> INSTRUCCIONES Y REQUISITOS:
Enumera las citas bíblicas que el texto sobre el IV domingo de Pascua asigna a cada lectura del apartado «Lecturas Bíblico-Litúrgicas», indicando a qué lectura corresponde cada una.

> TEXTO PROPORCIONADO:
# # # #

PASCUA, Domingo IV

Lecturas Bíblico-Litúrgicas:

1ª lectura: Hch 13,14.43-52
2ª lectura: Ap 7, 9. 14b-17

3ª lectura: Jn 10,27-30

El evangelio no surgió por generación espontánea. Tenía unos antecedentes. Se halla enraizado en el pasado. Pablo ya había dicho en Antioquía de Pisidia que el evangelio es la consumación de cuanto Dios había hecho, predicho y prometido a su pueblo. El discurso mencionado había terminado con una advertencia-amonestación a no despreciar la gracia de Dios. Amonestación que había sido tomada también de la Escritura (Ha 1.5). Esta vaga alusión a la Escritura, que suena como una amenaza (verso 41: “Cuidad, pues, que no os suceda lo que se dice en los profetas:Contemplad esto, engreídos, maravillaos y desapareced, porque yo quiero realizar en vuestros días una obra que, si os la contaran, no la creeríais, pretendía agudizar la responsabilidad judía. Si el evangelio es rechazado por ellos, Dios tiene ya dispuesta una obra inesperada y sorprendente. No se dice cuál sea dicha obra, pero indudablemente se refiere a la misión a los gentiles.

 

Un breve intermedio separa el discurso de Pablo en Antioquía de la continuación de su enseñanza el sábado siguiente en la sinagoga. Este intermedio tiene como objeto demostrar el interés que la predicación de Pablo había despertado entre judíos y gentiles. Quieren oír más y son exhortados a permanecer en la gracia de Dios. La frase, en este contexto, es sinónima de permanecer en la escucha del mundo del evangelio. De hecho, al sábado siguiente, las gentes de la ciudad acuden masivamente a escuchar la palabra de Dios. Pero la envidia y celotipia judías se desataron contra los misioneros, los insultaban y rechazaban. Entonces tiene lugar la separación entre el Evangelio y el Judaísmo.

# # # #

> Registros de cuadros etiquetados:
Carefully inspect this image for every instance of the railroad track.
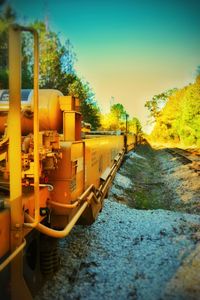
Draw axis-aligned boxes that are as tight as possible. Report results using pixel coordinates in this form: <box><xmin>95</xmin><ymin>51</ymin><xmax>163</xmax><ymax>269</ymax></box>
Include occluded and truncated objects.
<box><xmin>166</xmin><ymin>148</ymin><xmax>200</xmax><ymax>174</ymax></box>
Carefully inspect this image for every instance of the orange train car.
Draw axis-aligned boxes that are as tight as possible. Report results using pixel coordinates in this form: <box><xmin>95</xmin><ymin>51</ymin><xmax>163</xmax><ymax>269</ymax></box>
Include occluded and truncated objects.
<box><xmin>0</xmin><ymin>26</ymin><xmax>136</xmax><ymax>300</ymax></box>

# # # #

> RESPUESTA AL EJERCICIO:
1ª lectura: Hch 13,14.43-52
2ª lectura: Ap 7, 9. 14b-17
3ª lectura: Jn 10,27-30